#### [Work to be completed]
Copy the lines from the one containing "11, row 188." to the one containing "column 204, row 284", changing "bicycle" to "bike" wherever it occurs and leaving everything else the same.

*-*-*

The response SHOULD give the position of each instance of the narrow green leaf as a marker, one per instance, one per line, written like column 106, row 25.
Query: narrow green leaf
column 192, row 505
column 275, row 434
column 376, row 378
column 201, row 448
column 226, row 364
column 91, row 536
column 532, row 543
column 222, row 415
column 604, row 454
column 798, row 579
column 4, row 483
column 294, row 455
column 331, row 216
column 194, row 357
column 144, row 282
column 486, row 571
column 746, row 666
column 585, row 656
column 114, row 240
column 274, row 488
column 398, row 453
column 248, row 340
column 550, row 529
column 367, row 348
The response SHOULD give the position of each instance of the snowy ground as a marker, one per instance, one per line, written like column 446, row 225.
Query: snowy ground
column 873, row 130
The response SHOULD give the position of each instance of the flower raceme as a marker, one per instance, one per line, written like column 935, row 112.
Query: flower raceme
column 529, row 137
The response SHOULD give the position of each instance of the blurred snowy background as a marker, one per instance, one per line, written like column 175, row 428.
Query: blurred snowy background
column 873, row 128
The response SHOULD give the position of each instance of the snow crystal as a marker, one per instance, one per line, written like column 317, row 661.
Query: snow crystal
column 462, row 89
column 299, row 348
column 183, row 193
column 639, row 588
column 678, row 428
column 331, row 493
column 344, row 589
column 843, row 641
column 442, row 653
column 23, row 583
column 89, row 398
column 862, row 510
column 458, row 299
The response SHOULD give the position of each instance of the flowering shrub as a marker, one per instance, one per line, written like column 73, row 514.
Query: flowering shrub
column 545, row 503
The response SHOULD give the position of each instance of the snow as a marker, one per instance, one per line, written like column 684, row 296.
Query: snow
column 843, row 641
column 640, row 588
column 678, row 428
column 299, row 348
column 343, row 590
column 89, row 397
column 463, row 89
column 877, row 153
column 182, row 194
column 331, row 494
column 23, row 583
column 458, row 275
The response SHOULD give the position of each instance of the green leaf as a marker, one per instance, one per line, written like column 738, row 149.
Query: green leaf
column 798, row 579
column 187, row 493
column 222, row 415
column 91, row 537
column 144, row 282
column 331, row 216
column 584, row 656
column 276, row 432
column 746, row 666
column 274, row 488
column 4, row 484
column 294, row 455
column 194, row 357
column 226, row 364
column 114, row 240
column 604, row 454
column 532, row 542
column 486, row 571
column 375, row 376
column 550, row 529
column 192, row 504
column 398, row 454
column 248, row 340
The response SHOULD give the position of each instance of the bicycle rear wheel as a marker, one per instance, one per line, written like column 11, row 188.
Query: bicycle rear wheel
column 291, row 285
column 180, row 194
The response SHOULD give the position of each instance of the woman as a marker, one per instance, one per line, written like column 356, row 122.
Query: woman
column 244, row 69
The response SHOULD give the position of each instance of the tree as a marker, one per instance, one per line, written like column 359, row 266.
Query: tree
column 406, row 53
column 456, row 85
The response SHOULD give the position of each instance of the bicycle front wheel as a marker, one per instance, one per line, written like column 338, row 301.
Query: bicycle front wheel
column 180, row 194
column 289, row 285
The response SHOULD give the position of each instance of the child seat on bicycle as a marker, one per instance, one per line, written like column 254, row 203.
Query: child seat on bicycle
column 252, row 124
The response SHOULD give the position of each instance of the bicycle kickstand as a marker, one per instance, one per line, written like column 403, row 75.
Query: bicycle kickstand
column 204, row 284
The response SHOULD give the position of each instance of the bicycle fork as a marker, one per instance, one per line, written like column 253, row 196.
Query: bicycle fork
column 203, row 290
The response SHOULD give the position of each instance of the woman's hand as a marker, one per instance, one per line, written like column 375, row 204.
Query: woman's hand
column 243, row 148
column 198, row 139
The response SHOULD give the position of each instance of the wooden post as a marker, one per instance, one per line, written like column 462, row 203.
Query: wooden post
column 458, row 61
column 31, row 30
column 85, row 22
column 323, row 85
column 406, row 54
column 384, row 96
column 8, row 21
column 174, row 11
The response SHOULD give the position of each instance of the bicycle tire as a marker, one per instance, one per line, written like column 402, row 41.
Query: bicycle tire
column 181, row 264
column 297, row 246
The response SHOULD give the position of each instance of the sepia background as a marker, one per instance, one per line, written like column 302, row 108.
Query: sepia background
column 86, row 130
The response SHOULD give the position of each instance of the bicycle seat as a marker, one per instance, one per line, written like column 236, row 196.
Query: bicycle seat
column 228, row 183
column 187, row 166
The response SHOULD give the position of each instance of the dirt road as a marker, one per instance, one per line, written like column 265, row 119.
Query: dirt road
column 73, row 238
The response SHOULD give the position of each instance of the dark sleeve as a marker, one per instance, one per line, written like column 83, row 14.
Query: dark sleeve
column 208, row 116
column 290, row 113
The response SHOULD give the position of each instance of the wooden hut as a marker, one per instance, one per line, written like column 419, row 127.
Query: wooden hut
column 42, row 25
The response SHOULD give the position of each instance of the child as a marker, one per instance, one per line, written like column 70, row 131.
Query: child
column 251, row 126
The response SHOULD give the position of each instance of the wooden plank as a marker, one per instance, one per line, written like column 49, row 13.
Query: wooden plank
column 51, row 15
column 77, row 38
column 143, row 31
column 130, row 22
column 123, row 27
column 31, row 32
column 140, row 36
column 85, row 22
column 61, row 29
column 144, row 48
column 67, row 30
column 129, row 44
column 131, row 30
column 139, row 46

*-*-*

#### [Exercise output]
The response SHOULD give the position of each instance of the bike rear wheel as a marker, one per instance, one per line, written like column 11, row 188.
Query: bike rear wheel
column 291, row 285
column 180, row 194
The response SHOULD give the position of each instance of the woman as a marker, one per instance, one per line, written like column 356, row 122.
Query: woman
column 244, row 69
The response SHOULD give the position of each instance of the tree as a marker, one per instance, one per line, written like column 359, row 266.
Query: tree
column 406, row 53
column 456, row 85
The response SHOULD give the position of each instance of the bike front wheel as a marker, one per instance, one per line, written like column 338, row 301.
Query: bike front wheel
column 180, row 194
column 289, row 285
The response SHOULD give the position of each instance of the child seat on bike as a marker, one per instance, one per line, written like column 254, row 203.
Query: child seat on bike
column 252, row 124
The response SHOULD give the position of each instance of the bike kickstand as a marker, one per instance, one per line, written like column 403, row 75.
Query: bike kickstand
column 204, row 284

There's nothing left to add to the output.